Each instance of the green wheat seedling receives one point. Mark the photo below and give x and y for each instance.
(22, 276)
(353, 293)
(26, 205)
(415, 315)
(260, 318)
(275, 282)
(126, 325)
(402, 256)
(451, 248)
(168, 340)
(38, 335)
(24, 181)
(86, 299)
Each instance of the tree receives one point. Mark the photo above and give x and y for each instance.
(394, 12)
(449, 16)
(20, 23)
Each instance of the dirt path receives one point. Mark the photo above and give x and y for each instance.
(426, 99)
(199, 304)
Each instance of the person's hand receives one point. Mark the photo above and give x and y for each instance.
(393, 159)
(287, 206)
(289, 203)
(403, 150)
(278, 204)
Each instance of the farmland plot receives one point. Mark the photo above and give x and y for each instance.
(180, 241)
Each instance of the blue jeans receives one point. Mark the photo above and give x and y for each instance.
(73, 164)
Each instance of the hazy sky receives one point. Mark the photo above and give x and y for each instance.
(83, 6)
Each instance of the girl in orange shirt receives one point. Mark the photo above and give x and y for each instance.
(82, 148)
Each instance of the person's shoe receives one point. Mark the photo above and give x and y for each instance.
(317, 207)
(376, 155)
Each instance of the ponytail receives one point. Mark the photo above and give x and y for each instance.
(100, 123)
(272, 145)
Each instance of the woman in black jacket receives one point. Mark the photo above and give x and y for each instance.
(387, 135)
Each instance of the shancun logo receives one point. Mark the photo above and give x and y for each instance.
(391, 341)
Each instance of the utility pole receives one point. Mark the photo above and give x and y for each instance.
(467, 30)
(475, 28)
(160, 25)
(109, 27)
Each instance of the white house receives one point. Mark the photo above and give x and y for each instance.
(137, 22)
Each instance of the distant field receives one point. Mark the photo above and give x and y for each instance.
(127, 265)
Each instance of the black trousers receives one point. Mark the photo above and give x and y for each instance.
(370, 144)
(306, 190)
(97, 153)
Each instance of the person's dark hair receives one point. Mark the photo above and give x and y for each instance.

▬▬▬▬▬▬▬▬▬▬

## The task
Retype the lines beginning at the one containing "Each instance of the blue" and ending at the final line of the material, both included.

## Answer below
Each instance of the blue jeans receives one point. Mark the photo above and give x and y for each instance.
(73, 164)
Each instance of the hazy sky receives one point. Mark the photo above and give x and y for each instance.
(83, 6)
Each instance of the girl in orange shirt receives one point. Mark the photo above and give x and y for each instance.
(82, 148)
Each instance of the person's shoe receives one point. Mark the photo above and give x and y for each instance.
(317, 207)
(376, 155)
Each instance of the ponytail receives one point. Mark the photo above and give x and y for each instance.
(100, 123)
(272, 145)
Each instance of the woman in black jacket receives one point. Mark the photo above and give x and y for each instance.
(387, 135)
Each instance of the shancun logo receives one point. Mark the photo above and give x and y for each instance.
(391, 341)
Each instance of the utility pole receives one point. Mark the photo above and give x and y for each instance.
(467, 30)
(475, 28)
(160, 25)
(109, 27)
Each instance of the white house receives one point. Mark the photo above and give x and y for each instance.
(137, 22)
Each instance of the distant field receives one point. Mark the photo above and give x and y for each instance.
(127, 265)
Each instance of the black trousers receives one point. Mark the photo above and give x and y for each instance.
(370, 144)
(306, 190)
(97, 153)
Each instance of the person's dark hair receives one point. Mark the photo above and give x and y for each instance.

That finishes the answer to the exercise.